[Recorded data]
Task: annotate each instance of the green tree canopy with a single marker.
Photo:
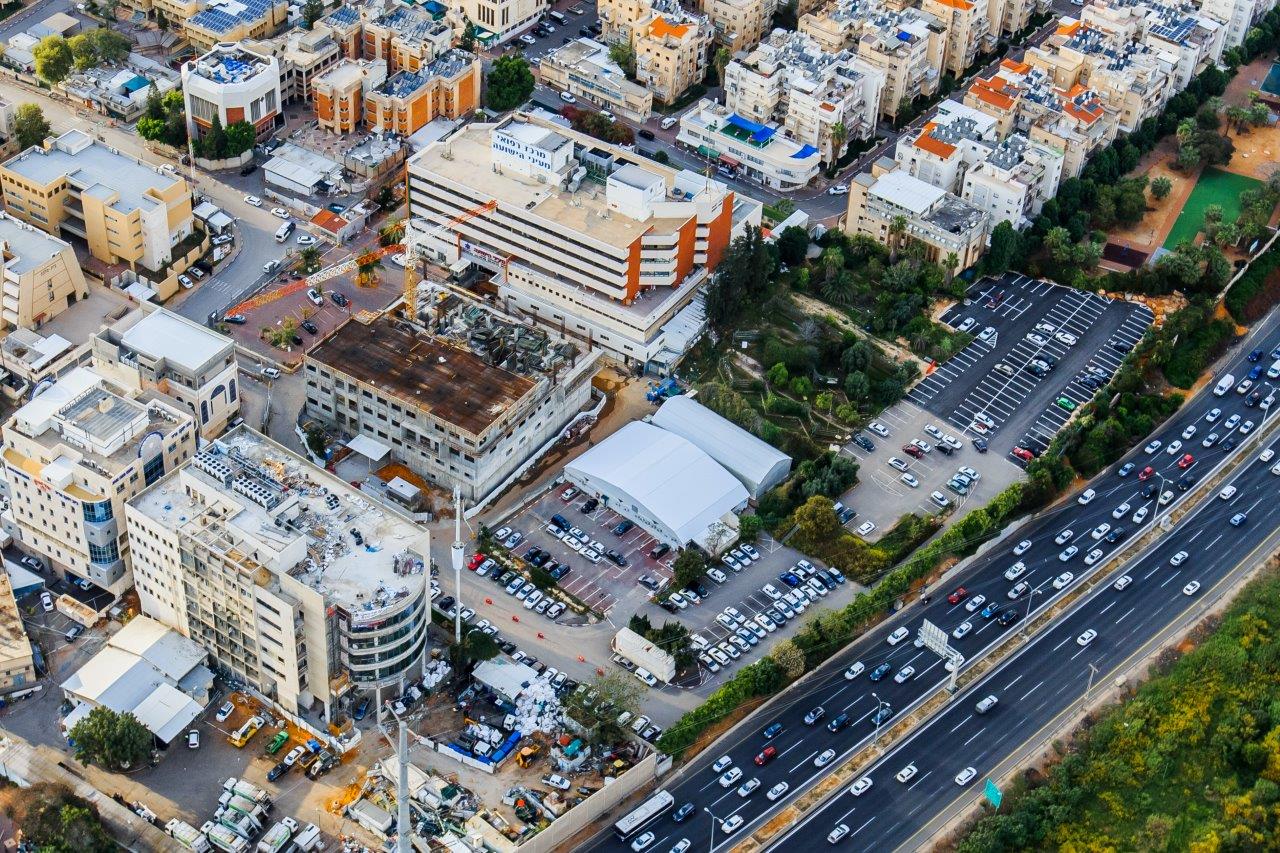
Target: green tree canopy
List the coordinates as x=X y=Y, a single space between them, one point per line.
x=30 y=126
x=510 y=82
x=110 y=739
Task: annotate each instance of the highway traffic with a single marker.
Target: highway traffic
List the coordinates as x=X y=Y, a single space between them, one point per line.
x=1032 y=566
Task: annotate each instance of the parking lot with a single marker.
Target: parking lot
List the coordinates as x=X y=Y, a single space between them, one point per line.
x=995 y=389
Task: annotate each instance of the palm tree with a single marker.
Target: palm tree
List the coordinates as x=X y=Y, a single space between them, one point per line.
x=896 y=229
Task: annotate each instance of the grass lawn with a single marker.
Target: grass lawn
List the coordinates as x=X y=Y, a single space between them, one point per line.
x=1215 y=187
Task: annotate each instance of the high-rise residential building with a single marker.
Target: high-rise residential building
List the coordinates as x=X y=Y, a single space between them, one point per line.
x=295 y=582
x=232 y=85
x=41 y=276
x=127 y=210
x=599 y=243
x=945 y=224
x=583 y=68
x=810 y=92
x=158 y=350
x=74 y=454
x=451 y=415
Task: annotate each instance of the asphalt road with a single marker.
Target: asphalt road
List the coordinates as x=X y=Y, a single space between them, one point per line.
x=942 y=753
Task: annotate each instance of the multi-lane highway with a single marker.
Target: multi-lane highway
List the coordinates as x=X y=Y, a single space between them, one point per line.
x=1051 y=671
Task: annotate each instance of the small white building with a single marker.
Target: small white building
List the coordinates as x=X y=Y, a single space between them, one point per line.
x=663 y=483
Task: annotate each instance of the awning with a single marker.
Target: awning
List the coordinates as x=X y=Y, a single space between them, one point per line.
x=369 y=448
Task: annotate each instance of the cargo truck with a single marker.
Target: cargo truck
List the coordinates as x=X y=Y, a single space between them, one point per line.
x=223 y=838
x=187 y=835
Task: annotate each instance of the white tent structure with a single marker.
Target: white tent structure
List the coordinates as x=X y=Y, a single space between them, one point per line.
x=757 y=464
x=659 y=480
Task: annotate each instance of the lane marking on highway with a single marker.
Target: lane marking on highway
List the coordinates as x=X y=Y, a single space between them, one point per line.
x=919 y=780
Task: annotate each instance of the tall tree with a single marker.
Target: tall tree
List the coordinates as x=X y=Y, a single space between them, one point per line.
x=30 y=126
x=54 y=59
x=510 y=82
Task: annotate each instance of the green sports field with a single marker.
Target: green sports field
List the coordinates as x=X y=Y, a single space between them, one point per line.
x=1215 y=187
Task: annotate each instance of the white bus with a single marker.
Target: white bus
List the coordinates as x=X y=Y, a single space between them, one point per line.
x=647 y=812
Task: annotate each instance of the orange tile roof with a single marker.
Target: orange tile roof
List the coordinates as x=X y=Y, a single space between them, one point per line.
x=662 y=28
x=933 y=145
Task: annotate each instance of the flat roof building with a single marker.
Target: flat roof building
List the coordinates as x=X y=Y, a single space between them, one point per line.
x=286 y=575
x=167 y=352
x=126 y=210
x=581 y=237
x=663 y=483
x=470 y=401
x=41 y=276
x=74 y=454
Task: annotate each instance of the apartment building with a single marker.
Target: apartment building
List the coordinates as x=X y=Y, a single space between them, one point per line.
x=451 y=415
x=304 y=55
x=231 y=21
x=599 y=243
x=127 y=210
x=293 y=582
x=446 y=87
x=41 y=276
x=233 y=85
x=405 y=37
x=151 y=349
x=762 y=153
x=791 y=81
x=583 y=68
x=945 y=223
x=17 y=661
x=74 y=455
x=1073 y=122
x=1014 y=181
x=339 y=92
x=739 y=24
x=499 y=21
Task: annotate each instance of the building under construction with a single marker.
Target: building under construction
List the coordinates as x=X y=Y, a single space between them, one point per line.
x=464 y=396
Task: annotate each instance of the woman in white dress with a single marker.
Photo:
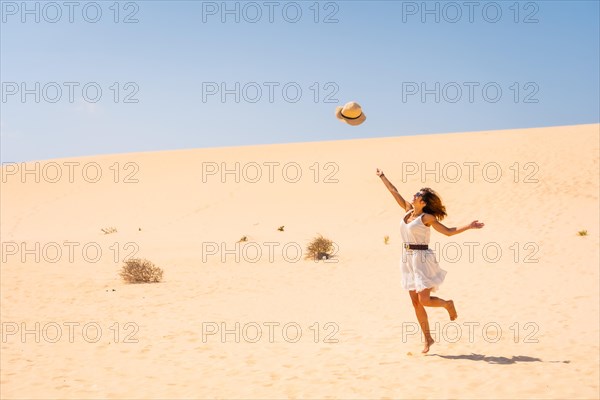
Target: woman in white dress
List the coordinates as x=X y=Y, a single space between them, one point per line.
x=421 y=274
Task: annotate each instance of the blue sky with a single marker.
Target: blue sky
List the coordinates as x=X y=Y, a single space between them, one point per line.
x=542 y=55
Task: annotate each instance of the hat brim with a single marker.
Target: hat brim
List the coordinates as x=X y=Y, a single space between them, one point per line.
x=353 y=122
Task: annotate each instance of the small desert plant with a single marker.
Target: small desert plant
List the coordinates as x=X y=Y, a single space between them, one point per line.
x=138 y=270
x=319 y=248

| What you need to do |
Rewrite the listing above with every "annotate" renamed to "label", keeping everything else the same. Leave the pictures out.

| Response |
Task: label each instance of the green tree canopy with a single marker.
Photo:
Target: green tree canopy
List the coordinates as x=X y=Y, a single space between them, one point per line.
x=30 y=126
x=510 y=82
x=110 y=739
Task: label each instance of the highway traffic with a single marker.
Target: highway traffic
List the coordinates as x=X y=Y, a single space between them, one point per line.
x=1032 y=566
Task: label each instance of the parking lot with a single marker.
Target: parking lot
List the coordinates as x=X y=Y, a single space between them, one point per line.
x=995 y=389
Task: label each instance of the palm tree with a single marker.
Target: palm tree
List the coordinates as x=X y=Y, a single space between them, one point per line.
x=896 y=229
Task: label each instance of the grass lawn with a single marker.
Target: grass lawn
List the coordinates as x=X y=Y, a single space between them, one point per line.
x=1215 y=187
Task: label each instance of the high-rise residential building with a single marker.
Target: high-rise residential building
List the coordinates as x=X y=Y, a single space between them, one point per line.
x=295 y=582
x=232 y=85
x=41 y=276
x=127 y=210
x=599 y=243
x=945 y=224
x=583 y=68
x=810 y=92
x=158 y=350
x=74 y=454
x=451 y=415
Task: label each instance of the asphalt road with a single marker.
Target: asphalt road
List the coordinates as x=X y=Y, a single space between them, one point per line.
x=942 y=753
Task: label each instance of the multi-lane highway with a single marker.
Target: multi-lane highway
List the coordinates as x=X y=Y, a single space between them, one point per line.
x=1051 y=671
Task: label each instance of the small white building with a single marker.
Target: small white building
List the coordinates as x=X y=Y, a single space between them, one point per line.
x=663 y=483
Task: label each instance of the awning with a single marker.
Target: awning
List the coordinates as x=X y=Y, a single space between them, one point per line.
x=369 y=448
Task: label each instance of the cargo truck with a single marker.
Target: cargo truck
List the coordinates as x=X y=Y, a single space between them, one point per line.
x=223 y=838
x=187 y=835
Task: label each instance of the white tent structure with a single marker.
Target: white tent structure
List the coordinates as x=X y=Y, a single space between them, one point per line.
x=757 y=464
x=659 y=480
Task: label each instance of the lane marking on highway with a single marker.
Target: lane marking on highway
List the coordinates as x=X y=Y, a single space between them, one point per line.
x=919 y=780
Task: label each instance of the tall tree with a single marker.
Target: tall tree
List the coordinates as x=X y=Y, a single space between them, one point per line.
x=30 y=126
x=54 y=59
x=510 y=82
Task: label each instance of the green sports field with a single marker.
Target: green sports field
List the coordinates as x=X y=Y, a single space between them, one point per line.
x=1215 y=187
Task: label each instance of the white bus with a single marker.
Target: white bus
List the coordinates as x=X y=Y, a single space between them, one point per line.
x=647 y=812
Task: label each instance of the orange tile roof with a single marker.
Target: orange tile roof
List the coordinates as x=X y=Y, a single space between them, one point per line.
x=662 y=28
x=933 y=145
Task: label each instance of the flat roof building with a single marker.
Target: flat roof building
List the coordinates as x=X y=Y, a single space between them, one point per line.
x=286 y=575
x=167 y=352
x=126 y=210
x=581 y=237
x=663 y=483
x=470 y=401
x=41 y=276
x=74 y=454
Task: label each instance of the apartment building with a single marker.
Target: apartment building
List the coordinates as x=X y=Y, a single space between them, one point per line.
x=451 y=415
x=304 y=55
x=231 y=21
x=599 y=243
x=127 y=210
x=293 y=582
x=446 y=87
x=41 y=276
x=233 y=85
x=405 y=37
x=151 y=349
x=762 y=153
x=791 y=81
x=583 y=68
x=945 y=223
x=17 y=661
x=74 y=455
x=1073 y=122
x=1014 y=181
x=339 y=92
x=739 y=24
x=499 y=21
Task: label each instance of the building under construction with a single marker.
Target: building under construction
List the coordinates as x=X y=Y, a single space between them, one point per line.
x=464 y=396
Task: label each instance of the woman in white dress with a single marker.
Photo:
Target: woman in white dress
List the coordinates as x=X y=Y, a single space between them, one point per line.
x=421 y=274
Task: label each instance of the blue sky with a single marker.
Target: blue sky
List the coordinates as x=X y=Y, a single space between them, one point per line.
x=542 y=55
Task: label each instance of the hat brim with a single marker.
Target: hat brim
List the coordinates as x=X y=Y, a single space between them, one point per line.
x=353 y=122
Task: label each instance of the small desert plant with a single marker.
Target: small desert plant
List the coordinates as x=X y=Y, a single space between them, one point per line.
x=138 y=270
x=319 y=248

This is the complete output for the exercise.